━━━ PROVIDED RECORDS ━━━
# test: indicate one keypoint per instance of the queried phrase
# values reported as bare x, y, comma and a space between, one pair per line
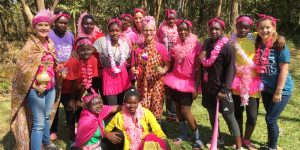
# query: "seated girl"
90, 128
135, 122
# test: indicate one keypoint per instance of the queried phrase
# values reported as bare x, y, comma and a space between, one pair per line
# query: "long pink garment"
89, 123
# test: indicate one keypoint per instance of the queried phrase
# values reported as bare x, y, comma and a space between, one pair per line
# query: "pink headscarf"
214, 20
169, 12
263, 17
179, 21
244, 19
42, 16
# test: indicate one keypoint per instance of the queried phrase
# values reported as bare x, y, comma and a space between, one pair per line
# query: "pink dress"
182, 77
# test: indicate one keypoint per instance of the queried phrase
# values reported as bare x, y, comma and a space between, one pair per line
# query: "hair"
131, 92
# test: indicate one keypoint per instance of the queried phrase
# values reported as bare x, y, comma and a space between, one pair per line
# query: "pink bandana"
214, 20
246, 19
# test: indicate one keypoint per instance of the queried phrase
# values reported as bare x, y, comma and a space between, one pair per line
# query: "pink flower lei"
112, 58
215, 52
133, 127
261, 59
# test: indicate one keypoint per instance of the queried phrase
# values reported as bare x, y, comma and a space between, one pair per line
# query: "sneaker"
53, 136
51, 146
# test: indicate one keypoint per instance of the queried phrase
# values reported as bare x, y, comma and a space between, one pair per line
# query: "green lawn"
289, 121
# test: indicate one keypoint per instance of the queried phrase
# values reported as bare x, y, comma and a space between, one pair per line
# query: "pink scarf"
89, 123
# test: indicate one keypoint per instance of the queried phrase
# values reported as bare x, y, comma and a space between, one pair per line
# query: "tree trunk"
26, 11
234, 14
219, 10
40, 4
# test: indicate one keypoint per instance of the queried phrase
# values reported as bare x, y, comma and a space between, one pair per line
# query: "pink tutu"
113, 83
182, 84
254, 87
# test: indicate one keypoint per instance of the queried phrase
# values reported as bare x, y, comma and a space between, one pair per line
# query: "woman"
63, 42
114, 53
153, 62
272, 65
182, 78
34, 86
136, 123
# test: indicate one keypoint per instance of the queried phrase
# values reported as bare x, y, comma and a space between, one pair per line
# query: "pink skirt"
114, 84
254, 86
182, 84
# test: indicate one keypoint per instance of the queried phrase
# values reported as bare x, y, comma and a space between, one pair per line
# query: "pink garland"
133, 127
215, 52
261, 59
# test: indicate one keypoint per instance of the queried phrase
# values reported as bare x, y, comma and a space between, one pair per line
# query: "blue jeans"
273, 111
41, 106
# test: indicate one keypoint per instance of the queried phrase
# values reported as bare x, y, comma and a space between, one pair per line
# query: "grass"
289, 121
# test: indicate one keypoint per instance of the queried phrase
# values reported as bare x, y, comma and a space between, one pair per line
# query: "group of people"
128, 73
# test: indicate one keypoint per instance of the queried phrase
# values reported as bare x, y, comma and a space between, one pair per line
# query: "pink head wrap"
42, 16
126, 15
214, 20
179, 21
263, 17
169, 12
136, 10
148, 20
86, 99
244, 19
116, 20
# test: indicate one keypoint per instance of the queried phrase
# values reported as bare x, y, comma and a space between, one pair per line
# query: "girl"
63, 42
90, 130
135, 122
272, 65
114, 53
34, 86
81, 72
181, 79
153, 62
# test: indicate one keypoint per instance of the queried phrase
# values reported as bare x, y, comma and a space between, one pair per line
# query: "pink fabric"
212, 21
244, 19
89, 123
182, 77
153, 138
115, 83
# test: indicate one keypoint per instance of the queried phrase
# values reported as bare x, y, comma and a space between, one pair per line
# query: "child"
90, 128
135, 122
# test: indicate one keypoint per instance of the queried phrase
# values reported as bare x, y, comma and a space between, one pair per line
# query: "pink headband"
169, 12
42, 16
83, 40
148, 20
214, 20
246, 19
86, 99
126, 15
179, 21
136, 10
116, 20
263, 17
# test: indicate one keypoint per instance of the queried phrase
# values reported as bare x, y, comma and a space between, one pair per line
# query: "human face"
88, 25
85, 51
243, 28
215, 30
266, 29
183, 31
114, 31
95, 105
137, 19
148, 32
131, 104
126, 22
61, 24
42, 29
171, 20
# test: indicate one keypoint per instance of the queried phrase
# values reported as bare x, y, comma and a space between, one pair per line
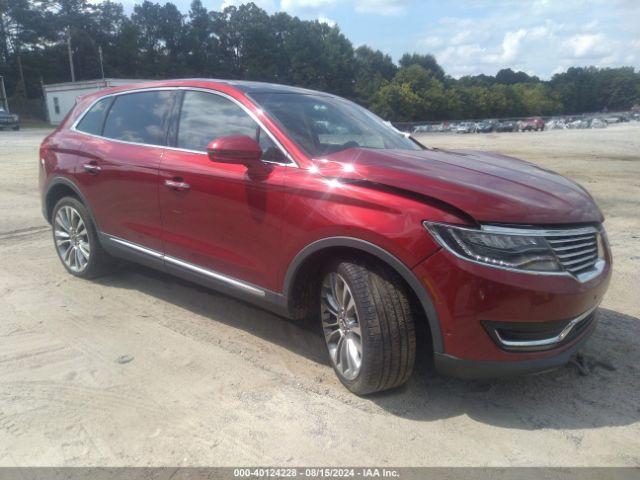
━━━
◆ WRITTEN TASK
Tally the lines in the records above that contain the string "pink", treating uppercase and lowercase as distinct. Reply with the number alone.

◆ EXERCISE RESULT
12